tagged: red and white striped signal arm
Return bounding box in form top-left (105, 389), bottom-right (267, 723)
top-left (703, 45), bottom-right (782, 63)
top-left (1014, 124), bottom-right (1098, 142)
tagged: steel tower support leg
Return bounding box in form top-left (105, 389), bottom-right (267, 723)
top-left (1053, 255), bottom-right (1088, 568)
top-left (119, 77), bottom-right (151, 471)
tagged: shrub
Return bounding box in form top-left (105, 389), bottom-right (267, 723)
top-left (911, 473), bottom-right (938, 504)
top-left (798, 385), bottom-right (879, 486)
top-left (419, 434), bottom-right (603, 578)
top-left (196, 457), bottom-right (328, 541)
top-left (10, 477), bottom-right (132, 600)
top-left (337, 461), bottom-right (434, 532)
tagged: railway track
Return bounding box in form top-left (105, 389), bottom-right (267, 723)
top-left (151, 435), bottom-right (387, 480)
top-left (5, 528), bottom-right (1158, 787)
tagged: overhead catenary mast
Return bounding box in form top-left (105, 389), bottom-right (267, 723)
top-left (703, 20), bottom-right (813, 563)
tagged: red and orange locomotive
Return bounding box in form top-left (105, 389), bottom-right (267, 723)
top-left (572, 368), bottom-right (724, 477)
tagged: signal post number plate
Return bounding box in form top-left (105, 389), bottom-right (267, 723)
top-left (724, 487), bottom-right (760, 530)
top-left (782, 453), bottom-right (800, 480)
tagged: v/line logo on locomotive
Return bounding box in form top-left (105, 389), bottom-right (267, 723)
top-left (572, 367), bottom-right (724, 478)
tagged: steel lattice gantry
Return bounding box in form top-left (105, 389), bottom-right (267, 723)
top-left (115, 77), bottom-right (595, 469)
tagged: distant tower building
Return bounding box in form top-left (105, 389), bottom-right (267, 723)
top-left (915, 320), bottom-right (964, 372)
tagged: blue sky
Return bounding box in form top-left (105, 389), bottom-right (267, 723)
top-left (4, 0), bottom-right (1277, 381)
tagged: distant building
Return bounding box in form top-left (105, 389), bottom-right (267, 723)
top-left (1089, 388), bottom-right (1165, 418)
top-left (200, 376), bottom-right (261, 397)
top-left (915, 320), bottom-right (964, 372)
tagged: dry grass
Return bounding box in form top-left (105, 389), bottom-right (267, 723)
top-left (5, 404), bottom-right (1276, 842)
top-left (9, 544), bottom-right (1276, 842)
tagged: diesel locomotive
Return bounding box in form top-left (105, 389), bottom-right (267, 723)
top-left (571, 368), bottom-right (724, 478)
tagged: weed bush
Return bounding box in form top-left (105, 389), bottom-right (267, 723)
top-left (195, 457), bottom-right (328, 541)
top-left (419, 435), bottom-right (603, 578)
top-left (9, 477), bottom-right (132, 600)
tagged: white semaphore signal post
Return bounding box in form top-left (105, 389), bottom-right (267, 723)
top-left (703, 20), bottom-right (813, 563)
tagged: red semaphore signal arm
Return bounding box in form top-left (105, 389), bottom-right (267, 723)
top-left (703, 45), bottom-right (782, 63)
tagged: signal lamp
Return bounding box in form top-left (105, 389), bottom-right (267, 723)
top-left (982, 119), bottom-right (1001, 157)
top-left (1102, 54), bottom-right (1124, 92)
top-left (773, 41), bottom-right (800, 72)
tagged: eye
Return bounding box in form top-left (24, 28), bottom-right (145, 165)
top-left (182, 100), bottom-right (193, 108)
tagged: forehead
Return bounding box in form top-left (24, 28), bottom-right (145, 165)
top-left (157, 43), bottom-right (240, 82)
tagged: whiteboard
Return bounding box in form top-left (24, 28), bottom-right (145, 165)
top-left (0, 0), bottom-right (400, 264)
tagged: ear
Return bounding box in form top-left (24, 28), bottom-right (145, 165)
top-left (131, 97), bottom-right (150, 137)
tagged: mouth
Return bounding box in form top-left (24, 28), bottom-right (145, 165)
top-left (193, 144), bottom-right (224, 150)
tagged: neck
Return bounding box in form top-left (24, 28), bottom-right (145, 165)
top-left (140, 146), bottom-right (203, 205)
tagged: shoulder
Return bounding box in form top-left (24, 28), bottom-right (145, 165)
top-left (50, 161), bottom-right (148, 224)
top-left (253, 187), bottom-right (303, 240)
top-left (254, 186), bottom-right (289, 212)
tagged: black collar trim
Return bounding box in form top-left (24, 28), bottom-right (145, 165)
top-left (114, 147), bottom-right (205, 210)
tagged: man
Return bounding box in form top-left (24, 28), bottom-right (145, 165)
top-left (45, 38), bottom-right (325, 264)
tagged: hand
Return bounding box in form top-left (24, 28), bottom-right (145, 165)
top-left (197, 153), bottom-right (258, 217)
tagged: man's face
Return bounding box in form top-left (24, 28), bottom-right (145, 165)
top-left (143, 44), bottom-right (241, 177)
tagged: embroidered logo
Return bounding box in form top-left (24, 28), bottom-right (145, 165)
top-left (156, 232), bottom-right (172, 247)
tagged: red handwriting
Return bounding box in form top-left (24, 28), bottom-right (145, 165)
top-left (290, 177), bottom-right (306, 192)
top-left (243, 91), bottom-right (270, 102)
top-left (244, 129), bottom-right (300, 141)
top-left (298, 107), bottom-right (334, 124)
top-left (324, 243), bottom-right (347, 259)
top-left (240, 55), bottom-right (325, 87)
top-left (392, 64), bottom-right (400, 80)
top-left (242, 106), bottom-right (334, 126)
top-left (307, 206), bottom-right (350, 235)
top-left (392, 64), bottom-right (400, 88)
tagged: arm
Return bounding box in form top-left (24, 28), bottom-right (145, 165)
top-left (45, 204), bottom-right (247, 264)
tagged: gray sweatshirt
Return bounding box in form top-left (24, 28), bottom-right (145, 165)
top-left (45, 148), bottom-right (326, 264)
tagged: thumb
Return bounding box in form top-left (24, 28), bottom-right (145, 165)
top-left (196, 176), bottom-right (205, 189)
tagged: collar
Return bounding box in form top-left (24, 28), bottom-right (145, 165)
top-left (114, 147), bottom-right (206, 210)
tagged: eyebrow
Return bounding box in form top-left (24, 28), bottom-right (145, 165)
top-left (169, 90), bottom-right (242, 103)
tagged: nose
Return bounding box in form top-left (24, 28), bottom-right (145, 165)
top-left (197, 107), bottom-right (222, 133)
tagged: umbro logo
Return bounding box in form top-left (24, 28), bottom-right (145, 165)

☆ ☆ ☆ ☆ ☆

TASK BRIEF = Reproduce the items between the lines holding "tagged: neck" and "top-left (156, 232), bottom-right (172, 247)", inclusive, changing "embroidered" to "stitched" and leaving everything else as it stands.

RESULT =
tagged: neck
Return bounding box in form top-left (24, 28), bottom-right (145, 165)
top-left (140, 146), bottom-right (203, 205)
tagged: shoulder
Return bounding box in form top-left (24, 28), bottom-right (145, 165)
top-left (50, 161), bottom-right (148, 224)
top-left (253, 187), bottom-right (303, 240)
top-left (254, 186), bottom-right (289, 212)
tagged: black collar trim
Return bounding box in form top-left (24, 28), bottom-right (145, 165)
top-left (114, 147), bottom-right (205, 210)
tagged: man
Return bounding box in form top-left (24, 28), bottom-right (145, 165)
top-left (45, 38), bottom-right (325, 264)
tagged: hand
Return bounding box in form top-left (24, 28), bottom-right (145, 165)
top-left (197, 153), bottom-right (258, 217)
tagged: man's face
Return bounding box in form top-left (24, 28), bottom-right (145, 165)
top-left (143, 44), bottom-right (241, 177)
tagged: stitched logo
Return bounding box in form top-left (24, 28), bottom-right (145, 165)
top-left (156, 232), bottom-right (172, 247)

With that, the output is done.